| What the task requires |
Nothing outside the range below should be printed. Output exactly the lines from the line with "eye in this photo." to the line with "stone in this photo.", both included.

Dataset excerpts:
- - - - - - -
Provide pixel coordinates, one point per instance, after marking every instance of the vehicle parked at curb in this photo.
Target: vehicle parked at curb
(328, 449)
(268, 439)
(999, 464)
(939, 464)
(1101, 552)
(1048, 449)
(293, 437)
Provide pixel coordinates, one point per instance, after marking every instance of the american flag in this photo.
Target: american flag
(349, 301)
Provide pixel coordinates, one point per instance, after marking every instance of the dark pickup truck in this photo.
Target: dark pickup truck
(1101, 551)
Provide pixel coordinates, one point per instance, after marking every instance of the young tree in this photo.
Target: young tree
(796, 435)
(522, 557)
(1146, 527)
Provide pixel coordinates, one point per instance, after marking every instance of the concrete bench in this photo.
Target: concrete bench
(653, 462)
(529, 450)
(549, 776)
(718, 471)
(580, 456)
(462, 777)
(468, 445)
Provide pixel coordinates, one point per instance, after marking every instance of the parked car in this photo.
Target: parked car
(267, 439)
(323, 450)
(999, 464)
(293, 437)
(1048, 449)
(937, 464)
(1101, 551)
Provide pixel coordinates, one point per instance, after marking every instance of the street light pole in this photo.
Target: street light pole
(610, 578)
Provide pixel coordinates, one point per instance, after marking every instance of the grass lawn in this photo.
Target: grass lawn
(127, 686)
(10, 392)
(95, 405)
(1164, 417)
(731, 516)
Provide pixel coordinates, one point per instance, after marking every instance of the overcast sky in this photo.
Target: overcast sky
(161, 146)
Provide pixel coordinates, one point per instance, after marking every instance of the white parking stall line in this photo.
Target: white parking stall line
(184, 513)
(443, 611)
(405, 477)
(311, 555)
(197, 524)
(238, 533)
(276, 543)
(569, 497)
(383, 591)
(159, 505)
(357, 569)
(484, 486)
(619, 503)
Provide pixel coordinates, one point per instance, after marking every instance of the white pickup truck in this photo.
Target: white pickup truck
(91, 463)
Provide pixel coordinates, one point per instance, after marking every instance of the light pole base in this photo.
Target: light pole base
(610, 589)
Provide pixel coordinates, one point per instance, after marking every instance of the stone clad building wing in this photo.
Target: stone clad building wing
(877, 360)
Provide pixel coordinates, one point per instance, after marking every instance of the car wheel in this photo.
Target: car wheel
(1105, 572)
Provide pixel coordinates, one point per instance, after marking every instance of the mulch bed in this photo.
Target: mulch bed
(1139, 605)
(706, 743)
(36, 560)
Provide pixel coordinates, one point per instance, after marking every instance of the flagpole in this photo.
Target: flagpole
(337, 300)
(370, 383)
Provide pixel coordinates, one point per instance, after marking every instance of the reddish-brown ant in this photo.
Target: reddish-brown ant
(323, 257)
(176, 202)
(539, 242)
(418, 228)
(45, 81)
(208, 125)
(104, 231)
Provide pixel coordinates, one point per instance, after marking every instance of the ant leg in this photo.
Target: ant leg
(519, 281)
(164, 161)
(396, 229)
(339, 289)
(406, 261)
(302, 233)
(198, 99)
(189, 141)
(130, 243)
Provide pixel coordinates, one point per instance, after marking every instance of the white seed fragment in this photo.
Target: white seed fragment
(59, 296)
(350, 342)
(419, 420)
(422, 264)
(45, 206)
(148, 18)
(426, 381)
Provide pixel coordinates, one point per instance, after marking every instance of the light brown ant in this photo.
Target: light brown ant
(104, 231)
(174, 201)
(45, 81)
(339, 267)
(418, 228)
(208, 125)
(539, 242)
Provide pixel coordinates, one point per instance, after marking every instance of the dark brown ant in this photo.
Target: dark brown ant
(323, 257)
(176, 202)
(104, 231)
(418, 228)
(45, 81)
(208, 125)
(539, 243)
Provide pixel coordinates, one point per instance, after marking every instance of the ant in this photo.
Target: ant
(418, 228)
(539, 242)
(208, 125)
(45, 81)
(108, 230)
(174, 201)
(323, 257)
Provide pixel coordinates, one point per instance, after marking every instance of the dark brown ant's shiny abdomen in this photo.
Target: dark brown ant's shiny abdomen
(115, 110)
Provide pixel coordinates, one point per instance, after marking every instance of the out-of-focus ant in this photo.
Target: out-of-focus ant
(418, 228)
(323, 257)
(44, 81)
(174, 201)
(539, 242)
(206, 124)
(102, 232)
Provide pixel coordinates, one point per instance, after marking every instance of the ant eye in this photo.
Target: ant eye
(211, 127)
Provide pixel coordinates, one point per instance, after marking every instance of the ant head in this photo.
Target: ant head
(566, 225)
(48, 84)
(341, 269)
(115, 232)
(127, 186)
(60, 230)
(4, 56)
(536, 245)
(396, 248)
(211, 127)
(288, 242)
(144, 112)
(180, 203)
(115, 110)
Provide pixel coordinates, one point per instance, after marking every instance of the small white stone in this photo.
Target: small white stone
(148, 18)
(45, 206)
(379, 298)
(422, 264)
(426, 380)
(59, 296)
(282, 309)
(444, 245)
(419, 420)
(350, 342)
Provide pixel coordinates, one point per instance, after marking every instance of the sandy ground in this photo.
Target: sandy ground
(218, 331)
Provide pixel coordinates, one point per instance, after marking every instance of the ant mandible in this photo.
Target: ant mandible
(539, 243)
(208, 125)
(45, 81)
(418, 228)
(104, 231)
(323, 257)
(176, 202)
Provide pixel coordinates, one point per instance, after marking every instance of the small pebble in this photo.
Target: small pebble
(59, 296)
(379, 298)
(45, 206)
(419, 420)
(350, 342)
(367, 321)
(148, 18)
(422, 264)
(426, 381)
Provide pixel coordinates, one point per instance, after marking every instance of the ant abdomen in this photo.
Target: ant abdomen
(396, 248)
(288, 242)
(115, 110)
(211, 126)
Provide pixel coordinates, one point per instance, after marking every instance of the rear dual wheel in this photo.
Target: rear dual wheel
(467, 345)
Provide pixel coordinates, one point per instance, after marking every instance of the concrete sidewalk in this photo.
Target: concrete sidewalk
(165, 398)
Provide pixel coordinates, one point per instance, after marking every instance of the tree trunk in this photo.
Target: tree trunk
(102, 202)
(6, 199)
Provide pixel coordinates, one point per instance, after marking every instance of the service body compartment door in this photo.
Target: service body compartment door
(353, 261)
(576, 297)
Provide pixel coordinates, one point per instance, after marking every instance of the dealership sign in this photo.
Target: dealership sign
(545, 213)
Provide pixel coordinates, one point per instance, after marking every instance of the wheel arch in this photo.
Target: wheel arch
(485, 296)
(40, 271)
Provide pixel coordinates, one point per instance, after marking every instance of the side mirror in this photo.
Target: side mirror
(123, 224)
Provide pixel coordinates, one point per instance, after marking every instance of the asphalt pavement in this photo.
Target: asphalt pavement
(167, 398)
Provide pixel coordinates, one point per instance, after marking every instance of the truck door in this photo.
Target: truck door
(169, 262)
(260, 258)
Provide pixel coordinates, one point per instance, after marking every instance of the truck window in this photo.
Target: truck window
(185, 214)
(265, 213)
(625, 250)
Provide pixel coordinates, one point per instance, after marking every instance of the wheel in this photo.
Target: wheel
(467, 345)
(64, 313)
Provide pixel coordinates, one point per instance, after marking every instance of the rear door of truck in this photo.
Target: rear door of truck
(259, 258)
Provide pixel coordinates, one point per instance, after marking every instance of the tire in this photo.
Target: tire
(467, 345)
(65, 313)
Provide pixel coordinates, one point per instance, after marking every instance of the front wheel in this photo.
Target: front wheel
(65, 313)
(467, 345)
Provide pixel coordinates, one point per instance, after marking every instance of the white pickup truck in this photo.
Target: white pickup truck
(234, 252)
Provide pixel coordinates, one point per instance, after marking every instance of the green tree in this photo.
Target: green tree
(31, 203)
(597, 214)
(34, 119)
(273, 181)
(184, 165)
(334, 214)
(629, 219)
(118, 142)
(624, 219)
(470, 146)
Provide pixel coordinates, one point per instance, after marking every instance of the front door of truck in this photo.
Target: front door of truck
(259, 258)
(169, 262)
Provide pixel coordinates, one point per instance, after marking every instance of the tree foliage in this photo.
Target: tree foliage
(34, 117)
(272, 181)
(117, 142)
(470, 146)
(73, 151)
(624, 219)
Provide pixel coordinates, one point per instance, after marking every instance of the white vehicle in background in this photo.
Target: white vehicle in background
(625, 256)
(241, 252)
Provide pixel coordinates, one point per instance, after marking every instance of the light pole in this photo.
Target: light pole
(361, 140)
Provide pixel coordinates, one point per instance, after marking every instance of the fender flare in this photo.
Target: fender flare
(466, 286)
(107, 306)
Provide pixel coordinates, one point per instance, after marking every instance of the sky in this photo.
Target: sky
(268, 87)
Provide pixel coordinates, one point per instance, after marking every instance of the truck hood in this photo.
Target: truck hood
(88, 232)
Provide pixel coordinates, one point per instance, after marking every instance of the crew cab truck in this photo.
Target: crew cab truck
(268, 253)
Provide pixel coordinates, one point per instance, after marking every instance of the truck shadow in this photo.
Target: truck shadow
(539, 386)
- - - - - - -
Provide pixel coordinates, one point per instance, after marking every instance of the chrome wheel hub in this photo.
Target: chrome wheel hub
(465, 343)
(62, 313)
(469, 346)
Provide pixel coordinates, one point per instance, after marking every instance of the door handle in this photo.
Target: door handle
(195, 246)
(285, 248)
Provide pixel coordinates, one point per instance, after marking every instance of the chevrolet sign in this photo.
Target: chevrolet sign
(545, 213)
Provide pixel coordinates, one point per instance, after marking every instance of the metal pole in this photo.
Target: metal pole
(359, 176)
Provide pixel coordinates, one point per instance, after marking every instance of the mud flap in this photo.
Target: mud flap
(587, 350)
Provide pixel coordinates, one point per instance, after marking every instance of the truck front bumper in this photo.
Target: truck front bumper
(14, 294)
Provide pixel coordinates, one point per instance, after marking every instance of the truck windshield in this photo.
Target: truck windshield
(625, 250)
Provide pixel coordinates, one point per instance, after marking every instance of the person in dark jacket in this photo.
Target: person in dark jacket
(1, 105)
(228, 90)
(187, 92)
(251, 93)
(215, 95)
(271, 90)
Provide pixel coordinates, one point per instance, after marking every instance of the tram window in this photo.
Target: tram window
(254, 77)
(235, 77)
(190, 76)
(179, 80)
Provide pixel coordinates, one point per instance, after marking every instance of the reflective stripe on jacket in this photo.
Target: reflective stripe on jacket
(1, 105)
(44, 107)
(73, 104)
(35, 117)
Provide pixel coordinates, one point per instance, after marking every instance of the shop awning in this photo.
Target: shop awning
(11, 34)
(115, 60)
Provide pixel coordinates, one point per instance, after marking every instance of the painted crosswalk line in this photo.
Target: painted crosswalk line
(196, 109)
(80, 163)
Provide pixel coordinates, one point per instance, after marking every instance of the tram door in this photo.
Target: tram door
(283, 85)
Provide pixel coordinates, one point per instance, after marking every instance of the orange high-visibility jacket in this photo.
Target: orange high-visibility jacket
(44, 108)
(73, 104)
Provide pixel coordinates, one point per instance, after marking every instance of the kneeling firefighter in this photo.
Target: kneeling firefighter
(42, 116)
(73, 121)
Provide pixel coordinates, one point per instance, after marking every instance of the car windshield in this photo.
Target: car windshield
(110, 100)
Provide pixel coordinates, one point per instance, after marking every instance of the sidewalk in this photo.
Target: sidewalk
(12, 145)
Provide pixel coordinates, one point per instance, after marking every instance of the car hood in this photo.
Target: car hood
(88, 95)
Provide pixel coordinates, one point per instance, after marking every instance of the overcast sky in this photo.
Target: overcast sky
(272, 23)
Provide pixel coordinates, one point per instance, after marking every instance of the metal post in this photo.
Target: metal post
- - - - - - -
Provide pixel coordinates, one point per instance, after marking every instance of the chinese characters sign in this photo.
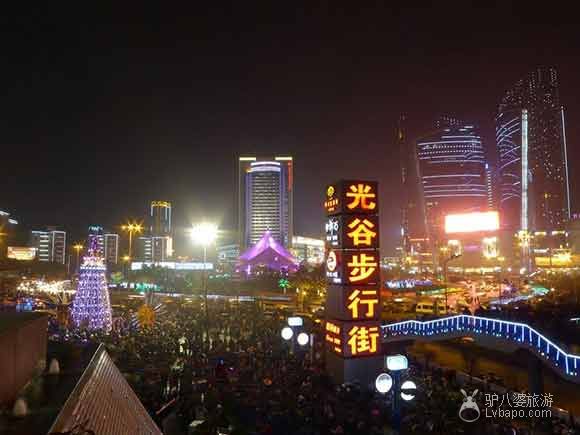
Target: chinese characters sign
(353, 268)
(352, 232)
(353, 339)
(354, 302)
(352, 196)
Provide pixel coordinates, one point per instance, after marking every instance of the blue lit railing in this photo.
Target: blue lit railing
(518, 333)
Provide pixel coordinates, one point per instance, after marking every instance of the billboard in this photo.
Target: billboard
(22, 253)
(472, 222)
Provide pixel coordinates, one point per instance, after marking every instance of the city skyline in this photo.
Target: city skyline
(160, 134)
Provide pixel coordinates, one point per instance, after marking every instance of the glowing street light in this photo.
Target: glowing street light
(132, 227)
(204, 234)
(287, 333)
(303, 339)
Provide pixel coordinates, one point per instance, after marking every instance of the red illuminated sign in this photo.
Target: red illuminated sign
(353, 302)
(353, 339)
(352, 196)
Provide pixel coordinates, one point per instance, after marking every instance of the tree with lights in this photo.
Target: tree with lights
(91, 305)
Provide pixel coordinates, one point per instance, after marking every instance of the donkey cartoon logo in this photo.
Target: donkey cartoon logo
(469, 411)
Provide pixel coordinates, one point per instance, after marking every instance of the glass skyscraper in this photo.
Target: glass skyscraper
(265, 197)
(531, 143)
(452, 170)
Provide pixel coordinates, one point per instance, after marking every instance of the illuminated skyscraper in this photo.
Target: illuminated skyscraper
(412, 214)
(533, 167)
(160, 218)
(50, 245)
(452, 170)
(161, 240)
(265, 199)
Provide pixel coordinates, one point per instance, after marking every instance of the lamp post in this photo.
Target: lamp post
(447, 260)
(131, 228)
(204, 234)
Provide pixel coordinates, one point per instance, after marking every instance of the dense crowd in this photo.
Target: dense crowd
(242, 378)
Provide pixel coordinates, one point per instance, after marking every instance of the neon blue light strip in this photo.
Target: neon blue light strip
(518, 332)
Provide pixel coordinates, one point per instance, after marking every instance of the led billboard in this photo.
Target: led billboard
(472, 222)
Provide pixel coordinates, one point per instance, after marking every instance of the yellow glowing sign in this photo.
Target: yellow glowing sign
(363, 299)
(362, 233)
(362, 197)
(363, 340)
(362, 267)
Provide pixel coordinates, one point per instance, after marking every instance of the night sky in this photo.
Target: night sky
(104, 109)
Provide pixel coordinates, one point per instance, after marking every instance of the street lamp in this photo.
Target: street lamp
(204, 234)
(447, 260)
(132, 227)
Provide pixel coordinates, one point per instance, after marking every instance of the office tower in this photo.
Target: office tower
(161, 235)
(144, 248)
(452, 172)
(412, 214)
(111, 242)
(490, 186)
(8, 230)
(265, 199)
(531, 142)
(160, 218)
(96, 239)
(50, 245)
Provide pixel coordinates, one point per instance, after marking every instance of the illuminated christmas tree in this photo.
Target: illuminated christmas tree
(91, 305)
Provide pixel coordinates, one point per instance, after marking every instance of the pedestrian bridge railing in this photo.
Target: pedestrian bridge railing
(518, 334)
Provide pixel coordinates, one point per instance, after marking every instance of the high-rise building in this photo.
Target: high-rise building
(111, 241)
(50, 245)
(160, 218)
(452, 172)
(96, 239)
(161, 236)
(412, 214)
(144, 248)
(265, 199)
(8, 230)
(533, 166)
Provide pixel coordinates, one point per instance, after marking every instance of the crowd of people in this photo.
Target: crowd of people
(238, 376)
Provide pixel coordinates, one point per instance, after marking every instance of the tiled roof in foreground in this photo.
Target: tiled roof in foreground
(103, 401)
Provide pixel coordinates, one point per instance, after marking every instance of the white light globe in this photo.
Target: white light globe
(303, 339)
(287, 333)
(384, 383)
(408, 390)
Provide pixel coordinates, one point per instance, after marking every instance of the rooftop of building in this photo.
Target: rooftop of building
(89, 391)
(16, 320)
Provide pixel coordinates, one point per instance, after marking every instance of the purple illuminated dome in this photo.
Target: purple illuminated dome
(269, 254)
- - - - - - -
| Answer |
Provide pixel coordinates, one point per instance, after marking every instance of the ant eye in this photo.
Target: ant eye
(211, 127)
Provide pixel coordinates, one point per instance, after marking every instance of the ant head in this photo.
Target: ant head
(566, 225)
(48, 84)
(341, 269)
(115, 232)
(127, 186)
(60, 230)
(4, 56)
(536, 245)
(396, 248)
(211, 127)
(288, 242)
(144, 112)
(180, 203)
(115, 110)
Provide pixel coordinates, one point per instance, after marking every instance of the small white stone in this photo.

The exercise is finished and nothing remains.